--- Start of Page extract ---
Berchelt vs. Vargas II 
Berchelt to face the former WBC super featherweight champion Francisco Vargas in his fifth title defense. Vargas was ranked #1 by the WBC at super featherweight. The bout was a rematch of their 28 January 2017 meeting, which Berchelt won by an eleventh-round knockout. The rematch was scheduled for 11 May 2019, for the undercard of the Emanuel Navarrete and Isaac Dogboe II WBO super bantamweight title bout. The card was broadcast by ESPN and took place at the Tucson Convention Center in Arizona. Berchelt justified his role as the betting favorite, as he won the fight by a sixth-round stoppage. He dominated the bout from the opening bell, with Vargas finding no success, which prompted his corner to retire their fighter at the end of the sixth round. Bercelt out-landed Vargas almost 2-to-1, landing 293 total punches to Vargas' 142.
--- End of Page extract ---
--- Start of Data lines ---
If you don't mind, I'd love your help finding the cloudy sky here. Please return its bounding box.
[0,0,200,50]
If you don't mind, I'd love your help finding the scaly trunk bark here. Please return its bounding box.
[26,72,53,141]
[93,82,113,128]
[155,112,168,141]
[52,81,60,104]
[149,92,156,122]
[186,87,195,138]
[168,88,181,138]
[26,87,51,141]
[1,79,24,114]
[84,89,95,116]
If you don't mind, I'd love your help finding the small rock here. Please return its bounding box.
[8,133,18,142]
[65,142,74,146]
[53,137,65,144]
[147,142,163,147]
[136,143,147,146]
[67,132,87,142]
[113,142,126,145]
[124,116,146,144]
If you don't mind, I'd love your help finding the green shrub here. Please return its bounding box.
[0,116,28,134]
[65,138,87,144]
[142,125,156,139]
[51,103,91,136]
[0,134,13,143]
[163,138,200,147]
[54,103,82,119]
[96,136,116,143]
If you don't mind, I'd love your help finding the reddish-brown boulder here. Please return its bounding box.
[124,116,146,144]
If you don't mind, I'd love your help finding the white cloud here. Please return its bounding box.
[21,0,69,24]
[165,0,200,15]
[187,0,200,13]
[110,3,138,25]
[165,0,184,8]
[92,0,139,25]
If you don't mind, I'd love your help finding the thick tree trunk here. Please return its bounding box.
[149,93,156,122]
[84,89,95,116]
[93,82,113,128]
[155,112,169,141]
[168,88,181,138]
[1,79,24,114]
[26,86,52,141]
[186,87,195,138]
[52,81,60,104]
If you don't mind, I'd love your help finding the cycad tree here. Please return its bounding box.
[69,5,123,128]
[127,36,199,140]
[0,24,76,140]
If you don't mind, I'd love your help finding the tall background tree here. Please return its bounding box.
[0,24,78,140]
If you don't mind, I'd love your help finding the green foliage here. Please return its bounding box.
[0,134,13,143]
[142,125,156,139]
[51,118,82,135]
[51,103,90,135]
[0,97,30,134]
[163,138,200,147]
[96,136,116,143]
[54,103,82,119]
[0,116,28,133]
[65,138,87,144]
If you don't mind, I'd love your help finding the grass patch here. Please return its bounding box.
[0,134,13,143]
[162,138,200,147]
--- End of Data lines ---
--- Start of Data lines ---
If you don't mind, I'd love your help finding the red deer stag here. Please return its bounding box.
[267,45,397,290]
--- End of Data lines ---
Problem set —
(1) According to the Berchelt vs. Vargas II text, why did Vargas's corner retire him at the end of the sixth round?
(2) In the Berchelt vs. Vargas II text, where did the rematch take place?
(3) Reproduce everything from "Berchelt vs. Vargas" down to "to Vargas' 142." in the Berchelt vs. Vargas II text, changing "rematch" to "second fight".
Answer from the Berchelt vs. Vargas II text alone.

Exercise results —
(1) Berchelt dominated the bout from the opening bell and Vargas found no success, which prompted his corner to retire him at the end of the sixth round.

(2) At the Tucson Convention Center in Arizona.

(3)
Berchelt vs. Vargas II 
Berchelt to face the former WBC super featherweight champion Francisco Vargas in his fifth title defense. Vargas was ranked #1 by the WBC at super featherweight. The bout was a second fight of their 28 January 2017 meeting, which Berchelt won by an eleventh-round knockout. The second fight was scheduled for 11 May 2019, for the undercard of the Emanuel Navarrete and Isaac Dogboe II WBO super bantamweight title bout. The card was broadcast by ESPN and took place at the Tucson Convention Center in Arizona. Berchelt justified his role as the betting favorite, as he won the fight by a sixth-round stoppage. He dominated the bout from the opening bell, with Vargas finding no success, which prompted his corner to retire their fighter at the end of the sixth round. Bercelt out-landed Vargas almost 2-to-1, landing 293 total punches to Vargas' 142.